TUGAS YANG DIBERIKAN
Sajikan ulang baris-baris catatan di bawah ini sebagai tabel Markdown dengan kolom "No" untuk nomor urut dan "Isi Baris" untuk baris tersebut, tanpa menyertakan baris kosong. Mulailah pada baris yang memuat "Target class: corner" dan berhentilah setelah baris yang memuat "[311,231,331,244]".

KUTIPAN DATASET

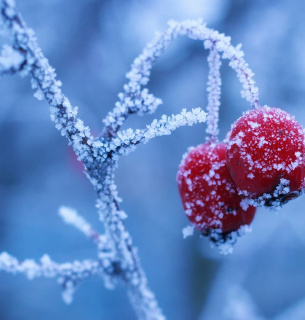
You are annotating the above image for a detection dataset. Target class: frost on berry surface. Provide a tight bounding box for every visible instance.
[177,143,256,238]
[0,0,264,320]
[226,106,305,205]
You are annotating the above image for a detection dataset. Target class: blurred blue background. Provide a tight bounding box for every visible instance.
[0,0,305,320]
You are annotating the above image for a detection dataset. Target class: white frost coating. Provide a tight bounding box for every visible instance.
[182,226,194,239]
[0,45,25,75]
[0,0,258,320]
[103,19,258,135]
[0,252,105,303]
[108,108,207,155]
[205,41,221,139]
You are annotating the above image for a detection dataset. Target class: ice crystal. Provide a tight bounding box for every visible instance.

* * *

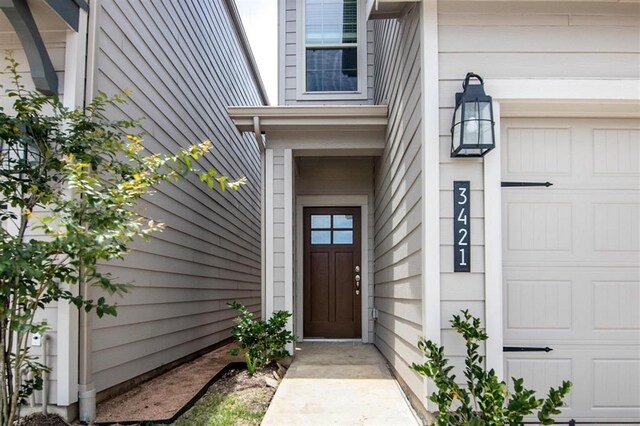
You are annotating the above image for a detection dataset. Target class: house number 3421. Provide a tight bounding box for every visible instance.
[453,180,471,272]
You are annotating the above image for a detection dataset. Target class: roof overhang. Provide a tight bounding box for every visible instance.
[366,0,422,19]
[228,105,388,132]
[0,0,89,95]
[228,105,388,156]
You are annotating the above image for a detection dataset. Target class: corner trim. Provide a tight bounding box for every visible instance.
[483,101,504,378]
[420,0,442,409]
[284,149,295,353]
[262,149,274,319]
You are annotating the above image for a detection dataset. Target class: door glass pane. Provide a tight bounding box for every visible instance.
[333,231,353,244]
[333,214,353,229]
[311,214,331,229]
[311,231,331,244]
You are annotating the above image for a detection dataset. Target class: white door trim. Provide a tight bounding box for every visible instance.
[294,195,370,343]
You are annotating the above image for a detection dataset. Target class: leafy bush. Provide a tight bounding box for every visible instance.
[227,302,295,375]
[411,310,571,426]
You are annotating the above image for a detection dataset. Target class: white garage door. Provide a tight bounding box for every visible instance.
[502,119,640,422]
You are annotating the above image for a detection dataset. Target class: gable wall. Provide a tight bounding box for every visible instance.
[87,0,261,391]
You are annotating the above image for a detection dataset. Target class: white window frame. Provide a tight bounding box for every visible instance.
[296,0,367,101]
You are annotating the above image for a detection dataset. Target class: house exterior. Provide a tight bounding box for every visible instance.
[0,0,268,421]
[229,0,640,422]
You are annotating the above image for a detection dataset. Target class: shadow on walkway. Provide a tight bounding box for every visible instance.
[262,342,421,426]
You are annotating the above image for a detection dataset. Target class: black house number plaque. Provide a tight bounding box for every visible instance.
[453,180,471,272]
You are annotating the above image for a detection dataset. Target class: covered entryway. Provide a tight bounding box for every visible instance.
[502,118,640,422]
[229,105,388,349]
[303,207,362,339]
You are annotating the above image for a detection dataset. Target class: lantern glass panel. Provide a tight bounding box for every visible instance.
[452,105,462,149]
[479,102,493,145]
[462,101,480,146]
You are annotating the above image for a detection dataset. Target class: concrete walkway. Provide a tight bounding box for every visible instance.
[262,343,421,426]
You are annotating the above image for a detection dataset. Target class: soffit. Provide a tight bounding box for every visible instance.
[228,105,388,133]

--

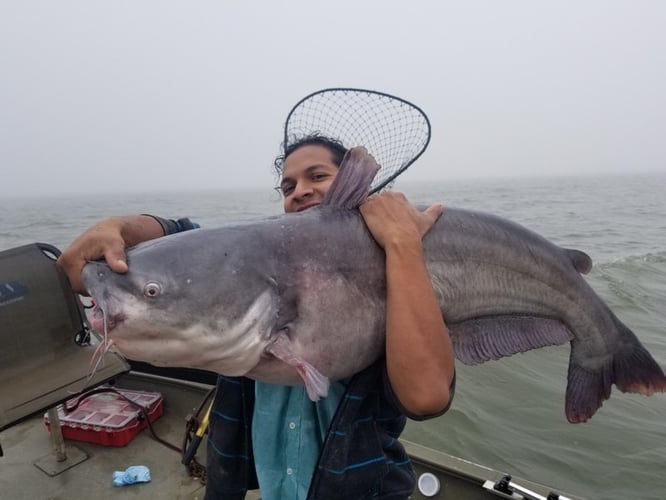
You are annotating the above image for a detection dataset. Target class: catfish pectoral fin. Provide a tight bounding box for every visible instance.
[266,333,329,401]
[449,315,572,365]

JAWABAN
| No | Isi Baris |
|---|---|
| 1 | You are annotating the above image for a detection dataset. Target class: corner trim. Provide a tight bounding box for every visible instance. |
| 2 | [483,101,504,378] |
| 3 | [420,0,442,409] |
| 4 | [284,149,295,353] |
| 5 | [262,149,274,319] |
| 6 | You are annotating the above image for a detection dataset. Target class: door glass pane. Provide a tight bounding box for every visible instance. |
| 7 | [333,231,353,244] |
| 8 | [333,214,353,229] |
| 9 | [311,214,331,229] |
| 10 | [311,231,331,244] |